= Quoted text =

# Nikon D90 body drop $431 in one day?



## Dave 330i (Jan 4, 2002)

*Nikon D90 body dropped $431 in one day?*

http://www.ontimedigital.com/prodshelf.asp?parent_id=10064&dept_id=10065
A friend brought this to my attention. It was around $900 a few days ago


----------



## jvr826 (Apr 22, 2002)

http://www.merchantcircle.com/business/Ontime.Digital.Inc.718-998-9320/review/read?cid=451106

I've read of these types of sellers in the past. The lack of any physical address on their website is a good indicator IMHO.


----------



## SRFast (Sep 3, 2003)

Dave330i:
I checked the prices on the link you provided and could not help but laugh. Those prices are a joke. The vendor might as well declare bankruptcy now because those prices are no where close to what authorized dealer pay Nikon for there products. I would buy one D700 and one D3 if those prices were legitimate.

[Records of labeled points]
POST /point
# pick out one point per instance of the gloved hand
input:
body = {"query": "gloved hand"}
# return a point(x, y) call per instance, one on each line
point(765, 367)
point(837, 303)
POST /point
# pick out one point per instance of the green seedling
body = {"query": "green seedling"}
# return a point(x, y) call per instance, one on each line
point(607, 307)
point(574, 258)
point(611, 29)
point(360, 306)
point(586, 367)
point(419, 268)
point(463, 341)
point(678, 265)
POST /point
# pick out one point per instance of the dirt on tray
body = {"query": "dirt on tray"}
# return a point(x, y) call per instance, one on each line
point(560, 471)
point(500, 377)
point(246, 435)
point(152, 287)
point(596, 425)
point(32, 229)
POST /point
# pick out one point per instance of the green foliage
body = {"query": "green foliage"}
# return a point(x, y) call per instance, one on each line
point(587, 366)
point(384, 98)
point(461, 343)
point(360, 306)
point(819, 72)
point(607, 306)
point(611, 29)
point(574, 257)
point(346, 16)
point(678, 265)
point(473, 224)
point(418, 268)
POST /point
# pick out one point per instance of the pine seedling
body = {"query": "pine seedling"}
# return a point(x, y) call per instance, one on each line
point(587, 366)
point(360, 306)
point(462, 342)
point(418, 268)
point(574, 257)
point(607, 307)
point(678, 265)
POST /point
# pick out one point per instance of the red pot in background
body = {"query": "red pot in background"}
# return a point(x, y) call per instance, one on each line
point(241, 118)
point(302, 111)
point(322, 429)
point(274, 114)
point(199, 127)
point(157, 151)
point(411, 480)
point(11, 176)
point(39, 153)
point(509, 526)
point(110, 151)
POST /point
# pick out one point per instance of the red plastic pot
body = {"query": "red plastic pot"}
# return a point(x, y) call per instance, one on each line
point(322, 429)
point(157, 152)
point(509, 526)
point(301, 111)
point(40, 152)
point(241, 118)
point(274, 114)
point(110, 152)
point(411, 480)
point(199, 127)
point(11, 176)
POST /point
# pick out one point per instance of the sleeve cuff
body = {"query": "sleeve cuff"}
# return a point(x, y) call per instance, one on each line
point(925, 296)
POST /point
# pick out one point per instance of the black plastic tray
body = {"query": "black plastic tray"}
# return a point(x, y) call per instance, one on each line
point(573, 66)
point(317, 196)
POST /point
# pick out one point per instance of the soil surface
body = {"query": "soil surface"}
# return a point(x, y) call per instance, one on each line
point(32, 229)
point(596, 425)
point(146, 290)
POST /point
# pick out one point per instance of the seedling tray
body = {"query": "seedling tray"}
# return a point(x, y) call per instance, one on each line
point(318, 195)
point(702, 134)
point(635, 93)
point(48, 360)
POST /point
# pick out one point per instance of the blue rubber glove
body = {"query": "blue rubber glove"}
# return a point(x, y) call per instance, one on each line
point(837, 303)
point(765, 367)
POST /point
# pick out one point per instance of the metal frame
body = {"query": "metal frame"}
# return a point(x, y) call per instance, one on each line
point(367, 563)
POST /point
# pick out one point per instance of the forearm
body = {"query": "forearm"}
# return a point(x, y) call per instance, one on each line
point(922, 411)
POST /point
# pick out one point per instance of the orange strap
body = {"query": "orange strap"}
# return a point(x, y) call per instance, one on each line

= Problems and tasks =
**a.** According to the Nikon D90 price thread, what was the D90 body's price a few days before the drop?
**b.** Carry on the Nikon D90 price thread from the point where it stops.

= Answers to the tasks =
**a.** Around $900.

**b.**
You did not over pay for your D90. Here's something to ease your mind: http://www.resellerratings.com/store/On_Time_Digital

Regards...JL


----------



## SeanC (May 12, 2007)

I've had a bad experience with one of those sellers in the past. I think I'll pass this time...


----------



## Cliff (Apr 19, 2002)

Dave 330i said:


> http://www.ontimedigital.com/prodshelf.asp?parent_id=10064&dept_id=10065
> A friend brought this to my attention. It was around $900 a few days ago


Nikon has minimum advertised price agreements in place with their authorized dealers. Anyone who deviates much from the norm is either not an authorized dealer (no warranty service from Nikon will be available to the buyer) or doesn't plan on shipping the product you expect to receive.

If it seems too good to be true and all that stuff...


----------



## Jon Shafer (Dec 15, 2001)

Those prices are insane. A 1Ds MkIII for under $4K? Lol!


----------



## ANILE8 (May 17, 2008)

Buy from B&H and you will never have a problem.

You might pay a little more but at least you know you'll get it.


----------



## ffej (Aug 17, 2005)

anile8 said:


> buy from b&h and you will never have a problem.
> 
> You might pay a little more but at least you know you'll get it.


+431


----------



## Barmats (May 21, 2007)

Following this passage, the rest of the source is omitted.